Registros del conjunto de datos de segmentación:
————

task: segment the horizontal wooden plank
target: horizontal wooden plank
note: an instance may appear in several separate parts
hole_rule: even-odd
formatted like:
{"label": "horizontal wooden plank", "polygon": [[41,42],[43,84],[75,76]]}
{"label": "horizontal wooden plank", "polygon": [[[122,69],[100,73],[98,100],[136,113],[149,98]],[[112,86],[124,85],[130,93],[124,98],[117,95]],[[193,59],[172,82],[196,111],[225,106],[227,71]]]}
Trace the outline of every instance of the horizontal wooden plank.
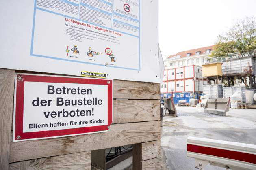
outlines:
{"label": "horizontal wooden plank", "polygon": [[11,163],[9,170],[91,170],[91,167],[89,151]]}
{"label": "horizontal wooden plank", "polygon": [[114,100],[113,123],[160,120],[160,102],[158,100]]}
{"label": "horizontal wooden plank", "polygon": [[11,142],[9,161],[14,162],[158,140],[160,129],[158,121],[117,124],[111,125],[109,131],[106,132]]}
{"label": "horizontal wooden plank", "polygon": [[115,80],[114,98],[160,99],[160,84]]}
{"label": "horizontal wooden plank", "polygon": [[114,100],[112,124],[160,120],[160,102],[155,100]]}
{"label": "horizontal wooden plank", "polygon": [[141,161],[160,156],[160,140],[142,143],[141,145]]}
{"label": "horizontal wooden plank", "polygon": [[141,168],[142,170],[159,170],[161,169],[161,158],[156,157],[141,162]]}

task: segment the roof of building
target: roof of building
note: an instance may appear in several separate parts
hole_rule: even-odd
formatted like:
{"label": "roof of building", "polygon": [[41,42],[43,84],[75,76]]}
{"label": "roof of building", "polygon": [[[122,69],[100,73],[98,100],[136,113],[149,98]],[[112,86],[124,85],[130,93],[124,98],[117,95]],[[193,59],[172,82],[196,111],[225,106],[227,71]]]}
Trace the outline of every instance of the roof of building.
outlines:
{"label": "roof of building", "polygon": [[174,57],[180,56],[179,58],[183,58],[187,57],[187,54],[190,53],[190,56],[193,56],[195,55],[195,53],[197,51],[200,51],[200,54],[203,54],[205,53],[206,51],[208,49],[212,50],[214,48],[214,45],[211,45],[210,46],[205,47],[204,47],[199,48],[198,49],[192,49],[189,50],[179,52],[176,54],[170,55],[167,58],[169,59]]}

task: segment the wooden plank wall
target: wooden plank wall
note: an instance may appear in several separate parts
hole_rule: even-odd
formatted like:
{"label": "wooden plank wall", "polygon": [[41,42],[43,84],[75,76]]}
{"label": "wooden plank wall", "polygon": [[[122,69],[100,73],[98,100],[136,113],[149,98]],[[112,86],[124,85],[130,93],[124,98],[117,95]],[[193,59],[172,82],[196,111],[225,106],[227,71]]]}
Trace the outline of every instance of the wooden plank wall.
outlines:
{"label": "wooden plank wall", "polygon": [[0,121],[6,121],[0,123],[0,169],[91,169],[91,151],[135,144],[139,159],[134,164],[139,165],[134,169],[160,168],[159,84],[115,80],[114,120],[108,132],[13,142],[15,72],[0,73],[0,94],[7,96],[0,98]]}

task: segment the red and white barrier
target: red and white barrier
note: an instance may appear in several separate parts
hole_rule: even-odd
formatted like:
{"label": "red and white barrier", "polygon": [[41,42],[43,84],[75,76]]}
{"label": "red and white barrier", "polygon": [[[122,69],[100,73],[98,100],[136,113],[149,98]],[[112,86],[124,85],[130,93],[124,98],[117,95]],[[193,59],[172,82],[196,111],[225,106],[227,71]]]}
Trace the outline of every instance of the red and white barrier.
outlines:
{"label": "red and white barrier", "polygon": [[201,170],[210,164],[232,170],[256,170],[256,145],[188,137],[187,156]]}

————

- Instrucción escrita
Selecciona en los registros de arriba cada línea que contenga la palabra "barrier" y cópiala.

- Respuesta al problema
task: segment the red and white barrier
target: red and white barrier
{"label": "red and white barrier", "polygon": [[41,42],[43,84],[75,76]]}
{"label": "red and white barrier", "polygon": [[[122,69],[100,73],[98,100],[136,113],[149,98]],[[112,86],[124,85],[130,93],[124,98],[117,95]],[[193,59],[172,82],[196,111],[225,106],[227,71]]]}
Trace the outline of every instance of the red and white barrier.
{"label": "red and white barrier", "polygon": [[201,170],[210,164],[232,170],[256,170],[256,145],[188,137],[187,156]]}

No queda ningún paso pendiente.